▶ Work to complete
Resume the passage on integer number encoding, writing on from its last sentence.

▶ Reading text
3.3 Number encoding *¶

Tip

In this book, chapters marked with an asterisk '*' are optional readings. If you are short on time or find them challenging, you may skip these initially and return to them after completing the essential chapters.

3.3.1 Integer encoding¶

In the table from the previous section, we observed that all integer types can represent one more negative number than positive numbers, such as the byte range of $[- 128, 127]$ . This phenomenon seems counterintuitive, and its underlying reason involves knowledge of sign-magnitude, one's complement, and two's complement encoding.

Firstly, it's important to note that numbers are stored in computers using the two's complement form. Before analyzing why this is the case, let's define these three encoding methods:

Sign-magnitude: The highest bit of a binary representation of a number is considered the sign bit, where $0$ represents a positive number and $1$ represents a negative number. The remaining bits represent the value of the number.
One's complement: The one's complement of a positive number is the same as its sign-magnitude. For negative numbers, it's obtained by inverting all bits except the sign bit.
Two's complement: The two's complement of a positive number is the same as its sign-magnitude. For negative numbers, it's obtained by adding $1$ to their one's complement.

Figure 3-4 illustrates the conversions among sign-magnitude, one's complement, and two's complement:

Figure 3-4 Conversions between sign-magnitude, one's complement, and two's complement

Although sign-magnitude is the most intuitive, it has limitations. For one, negative numbers in sign-magnitude cannot be directly used in calculations. For example, in sign-magnitude, calculating $1 + (- 2)$ results in $- 3$ , which is incorrect.

\begin{aligned} 1 + (- 2) \\ \to 0000 0001 + 1000 0010 \\ = 1000 0011 \\ \to - 3 \end{aligned}

To address this, computers introduced the one's complement. If we convert to one's complement and calculate $1 + (- 2)$ , then convert the result back to sign-magnitude, we get the correct result of $- 1$ .

\begin{aligned} 1 + (- 2) \\ \to 0000 0001 (Sign-magnitude) + 1000 0010 (Sign-magnitude) \\ = 0000 0001 (One's complement) + 1111 1101 (One's complement) \\ = 1111 1110 (One's complement) \\ = 1000 0001 (Sign-magnitude) \\ \to - 1 \end{aligned}

Additionally, there are two representations of zero in sign-magnitude: $+ 0$ and $- 0$ . This means two different binary encodings for zero, which could lead to ambiguity. For example, in conditional checks, not differentiating between positive and negative zero might result in incorrect outcomes. Addressing this ambiguity would require additional checks, potentially reducing computational efficiency.

▶ Stored data
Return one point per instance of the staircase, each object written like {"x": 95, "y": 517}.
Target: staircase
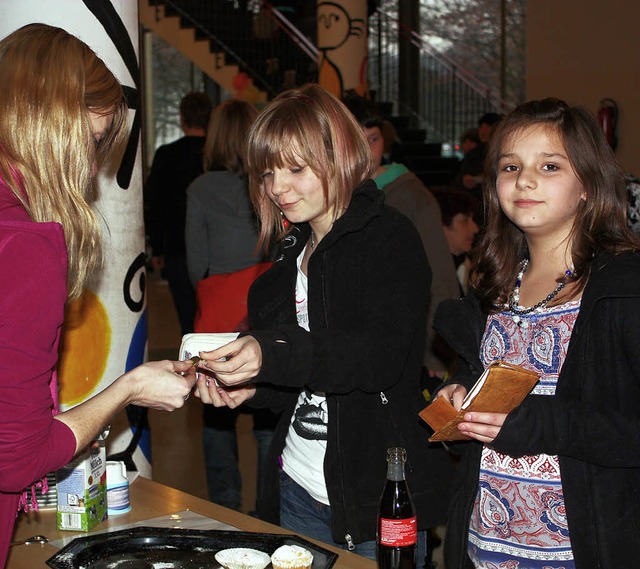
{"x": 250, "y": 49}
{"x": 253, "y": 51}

==

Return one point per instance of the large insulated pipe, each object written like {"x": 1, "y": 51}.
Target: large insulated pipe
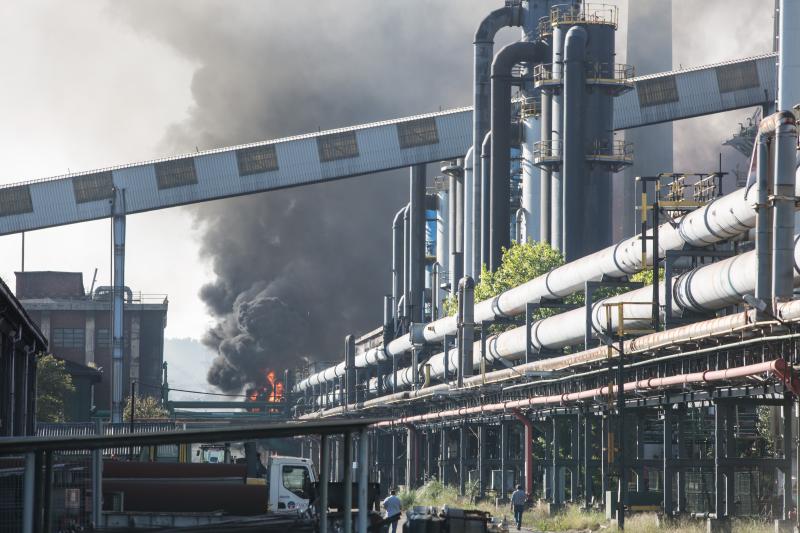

==

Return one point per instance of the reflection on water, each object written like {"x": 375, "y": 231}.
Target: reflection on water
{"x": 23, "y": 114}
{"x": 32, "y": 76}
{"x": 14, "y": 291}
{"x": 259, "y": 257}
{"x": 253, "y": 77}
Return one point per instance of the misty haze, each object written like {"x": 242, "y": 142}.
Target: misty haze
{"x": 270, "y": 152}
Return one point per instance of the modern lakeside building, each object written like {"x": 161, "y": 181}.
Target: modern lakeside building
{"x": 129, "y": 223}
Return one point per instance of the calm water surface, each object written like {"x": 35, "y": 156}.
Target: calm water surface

▶ Response
\begin{aligned} + 0 & \to 0000 0000 \\ - 0 & \to 1000 0000 \end{aligned}

Like sign-magnitude, one's complement also suffers from the positive and negative zero ambiguity. Therefore, computers further introduced the two's complement. Let's observe the conversion process for negative zero in sign-magnitude, one's complement, and two's complement:

\begin{aligned} - 0 \to & 1000 0000 (Sign-magnitude) \\ = & 1111 1111 (One's complement) \\ = 1 & 0000 0000 (Two's complement) \end{aligned}

Adding $1$ to the one's complement of negative zero produces a carry, but with byte length being only 8 bits, the carried-over $1$ to the 9^th bit is discarded. Therefore, the two's complement of negative zero is $0000 0000$ , the same as positive zero, thus resolving the ambiguity.

One last puzzle is the $[- 128, 127]$ range for byte, with an additional negative number, $- 128$ . We observe that for the interval $[- 127, + 127]$ , all integers have corresponding sign-magnitude, one's complement, and two's complement, allowing for mutual conversion between them.

However, the two's complement $1000 0000$ is an exception without a corresponding sign-magnitude. According to the conversion method, its sign-magnitude would be $0000 0000$ , indicating zero. This presents a contradiction because its two's complement should represent itself. Computers designate this special two's complement $1000 0000$ as representing $- 128$ . In fact, the calculation of $(- 1) + (- 127)$ in two's complement results in $- 128$ .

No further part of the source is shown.